### ПОКАЗАННЫЙ ТЕКСТ
◇ ◇ ◇

Деятельная направленность психической жизни человека — вот чего ищет Гончаров и вот что находит родственного и здорового в позитивизме. Сравнение человека с паровозом обнаруживает, что писатель (в отличие, например, от Достоевского) признает за позитивизмом определенные права — в рамках цивилизаторской философии «преобразующей деятельности». Научный дух познания, направленного на преобразующую деятельность человека и человечества, оказывается тем здоровым зерном в позитивистской философии, которую автор «Обрыва» вполне приемлет.
Но Гончаров всегда и во всем ставит вопрос о мере вещей. Позитивизм хорош для него лишь до той границы, за которой начинается разрушение равновесия между «умом» и «чувством», «наукой» и «религией». А начинается для него эта граница там, где философию позитивизма берут на вооружение не созидатели-цивилизаторы, а «разрушители-нигилисты». Позитивизм был течением весьма широким, захватывавшим в сферу своего воздействия разнородные силы. Основоположником этого учения, народившегося в 30-х годах XIX века, считается Огюст Конт. Главные представители его — Дж. С. Милль, Г. Спенсер, Г. Бокль, Э. Литтре, Э. Ж. Ренан, а в России — В. Н. Лесевич, М. М. Троицкий, В. Н. Ивановский, П. Л. Лавров, К. К. Михайловский и другие.[152] Влияние позитивистских идей испытали Т. Н. Грановский,
И. М. Сеченов, А. М. Бутлеров, Д. И. Менделеев,[153] М. А. Бакунин[154] и другие. Со многими трудами позитивистов Гончаров был знаком как цензор.
Писатель признавал роль позитивизма в развитии естествознания, науки, но при этом активно протестовал против попыток позитивистов привнести естественно-научные методы в учение о нравственности, в понимание человеческой природы и природы общественной жизни. Особенно его возмущало отрицание самой категории «идеального», понятия «души».[155] В работе вульгарного материалиста А. Бюхнера «Сила и материя» сказано: «Надо поставить науку на место религии, веру в естественный и ненарушимый миропорядок на место веры в духов и призраки, естественную мораль на место искусственной и догматической».[156] В эти годы некоторые церковные публицисты с сожалением отмечали, что наука и религия нигде так не отчуждены друг от друга, как в России.[157] Гончаров прекрасно видел опасность, которая грозила русскому обществу из-за резкого разрыва в сознании «передовых» людей между Евангелием и наукой. Он неоднократно высказывался по этому поводу, неизменно подчёркивая, что пути науки и религии «параллельны и бесконечны».

◇ ◇ ◇

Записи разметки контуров

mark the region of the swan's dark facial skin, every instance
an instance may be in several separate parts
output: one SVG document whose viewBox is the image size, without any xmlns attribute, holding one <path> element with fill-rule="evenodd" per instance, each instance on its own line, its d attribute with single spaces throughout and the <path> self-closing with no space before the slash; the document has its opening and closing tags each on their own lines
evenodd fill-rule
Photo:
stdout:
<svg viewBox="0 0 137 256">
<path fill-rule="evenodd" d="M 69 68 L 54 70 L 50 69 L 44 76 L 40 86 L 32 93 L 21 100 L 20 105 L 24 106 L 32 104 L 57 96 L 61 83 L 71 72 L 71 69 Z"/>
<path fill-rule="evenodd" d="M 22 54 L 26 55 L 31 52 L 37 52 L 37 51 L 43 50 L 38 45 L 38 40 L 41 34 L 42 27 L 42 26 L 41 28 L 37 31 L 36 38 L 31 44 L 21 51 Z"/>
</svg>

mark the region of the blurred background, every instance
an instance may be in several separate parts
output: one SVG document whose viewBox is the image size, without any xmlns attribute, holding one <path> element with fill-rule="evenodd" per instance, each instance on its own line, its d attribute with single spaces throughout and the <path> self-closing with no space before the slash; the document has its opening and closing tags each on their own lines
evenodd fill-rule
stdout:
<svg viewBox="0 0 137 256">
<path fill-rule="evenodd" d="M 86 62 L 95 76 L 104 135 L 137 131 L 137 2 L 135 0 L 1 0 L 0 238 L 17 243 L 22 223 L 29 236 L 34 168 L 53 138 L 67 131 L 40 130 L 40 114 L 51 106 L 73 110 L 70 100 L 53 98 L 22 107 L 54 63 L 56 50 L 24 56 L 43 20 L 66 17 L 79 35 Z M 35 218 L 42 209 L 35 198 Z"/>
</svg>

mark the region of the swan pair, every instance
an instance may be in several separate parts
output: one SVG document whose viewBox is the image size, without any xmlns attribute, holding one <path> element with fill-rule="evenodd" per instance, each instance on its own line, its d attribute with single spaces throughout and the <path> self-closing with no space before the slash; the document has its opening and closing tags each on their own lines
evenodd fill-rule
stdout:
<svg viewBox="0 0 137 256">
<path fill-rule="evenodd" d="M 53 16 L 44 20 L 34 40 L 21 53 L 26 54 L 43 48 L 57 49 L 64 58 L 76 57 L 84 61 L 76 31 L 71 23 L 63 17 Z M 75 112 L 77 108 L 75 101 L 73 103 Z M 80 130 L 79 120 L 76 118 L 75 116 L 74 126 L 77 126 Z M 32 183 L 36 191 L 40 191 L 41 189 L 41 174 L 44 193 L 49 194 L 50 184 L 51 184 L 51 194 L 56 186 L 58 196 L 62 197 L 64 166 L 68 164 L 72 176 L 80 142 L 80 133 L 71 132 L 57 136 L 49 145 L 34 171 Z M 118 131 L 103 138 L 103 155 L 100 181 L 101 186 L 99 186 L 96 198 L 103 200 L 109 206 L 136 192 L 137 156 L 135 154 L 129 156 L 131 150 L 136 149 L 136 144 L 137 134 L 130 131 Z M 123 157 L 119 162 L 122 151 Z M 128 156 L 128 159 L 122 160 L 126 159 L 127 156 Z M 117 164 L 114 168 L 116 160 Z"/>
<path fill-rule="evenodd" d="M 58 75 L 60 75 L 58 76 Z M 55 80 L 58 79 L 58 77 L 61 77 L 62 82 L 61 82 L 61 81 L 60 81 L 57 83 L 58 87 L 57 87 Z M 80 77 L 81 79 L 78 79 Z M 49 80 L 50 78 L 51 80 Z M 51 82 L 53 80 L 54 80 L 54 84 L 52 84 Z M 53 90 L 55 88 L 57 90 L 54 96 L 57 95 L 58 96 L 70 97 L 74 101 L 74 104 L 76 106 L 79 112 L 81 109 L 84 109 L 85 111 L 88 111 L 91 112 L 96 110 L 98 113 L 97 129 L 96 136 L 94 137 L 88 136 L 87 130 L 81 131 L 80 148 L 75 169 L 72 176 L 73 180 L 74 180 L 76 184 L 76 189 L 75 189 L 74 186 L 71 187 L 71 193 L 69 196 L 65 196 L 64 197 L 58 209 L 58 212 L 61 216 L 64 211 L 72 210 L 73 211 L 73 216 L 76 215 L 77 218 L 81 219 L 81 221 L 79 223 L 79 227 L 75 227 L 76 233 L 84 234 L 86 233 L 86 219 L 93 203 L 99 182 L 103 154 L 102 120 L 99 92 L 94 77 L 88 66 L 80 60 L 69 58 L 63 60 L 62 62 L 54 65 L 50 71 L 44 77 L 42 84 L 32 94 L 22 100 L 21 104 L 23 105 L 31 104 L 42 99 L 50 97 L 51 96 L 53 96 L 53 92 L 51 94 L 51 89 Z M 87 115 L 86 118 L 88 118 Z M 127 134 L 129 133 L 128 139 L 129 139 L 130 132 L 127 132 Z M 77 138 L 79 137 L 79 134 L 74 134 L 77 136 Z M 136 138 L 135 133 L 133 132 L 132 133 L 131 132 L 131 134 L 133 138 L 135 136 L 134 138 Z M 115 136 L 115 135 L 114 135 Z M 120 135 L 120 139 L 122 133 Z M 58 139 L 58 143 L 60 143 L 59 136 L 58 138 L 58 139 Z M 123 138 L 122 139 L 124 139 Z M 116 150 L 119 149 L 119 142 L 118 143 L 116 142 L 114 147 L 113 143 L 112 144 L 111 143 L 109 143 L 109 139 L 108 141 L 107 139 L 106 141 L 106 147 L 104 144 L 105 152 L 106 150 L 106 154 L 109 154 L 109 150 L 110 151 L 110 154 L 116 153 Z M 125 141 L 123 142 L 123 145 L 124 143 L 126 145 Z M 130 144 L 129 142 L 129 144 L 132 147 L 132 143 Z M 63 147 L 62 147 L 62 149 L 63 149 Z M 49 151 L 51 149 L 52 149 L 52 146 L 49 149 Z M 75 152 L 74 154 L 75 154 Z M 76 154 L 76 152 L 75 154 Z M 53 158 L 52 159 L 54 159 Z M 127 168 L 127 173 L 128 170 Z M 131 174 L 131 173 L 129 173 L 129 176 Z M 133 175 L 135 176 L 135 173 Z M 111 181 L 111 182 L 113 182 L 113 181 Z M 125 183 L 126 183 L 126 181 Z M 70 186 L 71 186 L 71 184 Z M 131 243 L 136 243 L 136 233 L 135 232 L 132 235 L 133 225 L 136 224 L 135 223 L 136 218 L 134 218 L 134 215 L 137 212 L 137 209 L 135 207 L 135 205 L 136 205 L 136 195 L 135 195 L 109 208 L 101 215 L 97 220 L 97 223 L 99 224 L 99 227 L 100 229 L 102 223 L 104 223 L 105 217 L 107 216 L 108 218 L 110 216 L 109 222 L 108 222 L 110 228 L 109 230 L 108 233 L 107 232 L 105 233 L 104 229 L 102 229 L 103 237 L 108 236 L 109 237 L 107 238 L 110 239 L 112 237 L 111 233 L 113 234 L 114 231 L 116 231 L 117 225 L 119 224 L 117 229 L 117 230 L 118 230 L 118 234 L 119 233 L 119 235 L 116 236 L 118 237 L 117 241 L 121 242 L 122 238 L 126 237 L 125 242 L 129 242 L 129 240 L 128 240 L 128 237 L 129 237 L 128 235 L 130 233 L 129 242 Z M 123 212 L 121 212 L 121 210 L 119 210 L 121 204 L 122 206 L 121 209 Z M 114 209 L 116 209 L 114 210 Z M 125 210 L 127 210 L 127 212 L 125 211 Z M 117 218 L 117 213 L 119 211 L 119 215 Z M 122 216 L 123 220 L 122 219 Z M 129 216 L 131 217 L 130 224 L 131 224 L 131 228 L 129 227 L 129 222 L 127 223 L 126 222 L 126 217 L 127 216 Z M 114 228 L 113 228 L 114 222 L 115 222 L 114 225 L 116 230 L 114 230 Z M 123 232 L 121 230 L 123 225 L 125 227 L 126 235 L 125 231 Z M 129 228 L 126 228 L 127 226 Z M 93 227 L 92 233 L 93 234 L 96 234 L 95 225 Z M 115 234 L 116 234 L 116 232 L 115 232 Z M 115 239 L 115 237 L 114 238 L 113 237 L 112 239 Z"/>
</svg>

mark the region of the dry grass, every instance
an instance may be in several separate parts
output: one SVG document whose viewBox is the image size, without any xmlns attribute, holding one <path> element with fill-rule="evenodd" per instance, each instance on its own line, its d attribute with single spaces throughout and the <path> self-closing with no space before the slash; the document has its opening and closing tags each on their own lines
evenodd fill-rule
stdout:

◇ ◇ ◇

### ПИСЬМЕННОЕ ЗАДАНИЕ A
Изложите короче абзац текста о взглядах Гончарова на позитивизм, который начинается словами «Деятельная направленность психической жизни», сохранив его главные факты.
### ПИСЬМЕННОЕ ЗАДАНИЕ B
Продолжите текст о взглядах Гончарова на позитивизм, начав сразу после его последнего предложения.

### ИТОГОВЫЙ РЕЗУЛЬТАТ A
Гончаров ищет деятельную направленность психической жизни человека и находит ее в позитивизме. Сравнение человека с паровозом показывает, что писатель, в отличие от Достоевского, признает за позитивизмом определенные права в рамках философии «преобразующей деятельности». Автор «Обрыва» принимает здоровое зерно позитивизма: научный дух познания, направленного на преобразующую деятельность человека и человечества.

### ИТОГОВЫЙ РЕЗУЛЬТАТ B
Первый роман гончаровской трилогии можно соотнести с первой же частью «Божественной комедии» Данте. Здесь доминирует тема ада. Ад в «Обыкновенной истории» — одно из наиболее емких и значимых понятий. Не только потому, что два главных персонажа романа носят фамилию Адуевы. При этом
Адуев-старший рассуждает, по выражению племянника, «адски холодно». Адом, с точки зрения провинциальных обитателей, является сам символ прогресса — Петербург. Противополагая Петербург провинции, Гончаров, в сущности, ставит проблему соотнесённости нравственности, с одной стороны, и цивилизационного прогресса — с другой. Уже в 1840-х годах взгляд на эту проблему у Гончарова определился окончательно. Если в «Обыкновенной истории» она «сформулирована» эстетически, то в прямой форме Гончаров выражает ее в предисловии к роману «Обрыв»: «…B нравственном развитии дело состоит не в открытии нового, а в приближении каждого человека и всего человечества к тому идеалу совершенства, которого требует Евангелие…»То есть, по Гончарову, нравственные истины не зависят от прогресса, от степени цивилизованности людей. Однако прогресс облегчает жизнь людей, дарит людям комфорт (одно из ключевых понятий для Гончарова). Этим определяется его особое внимание к цивилизационному историческому процессу.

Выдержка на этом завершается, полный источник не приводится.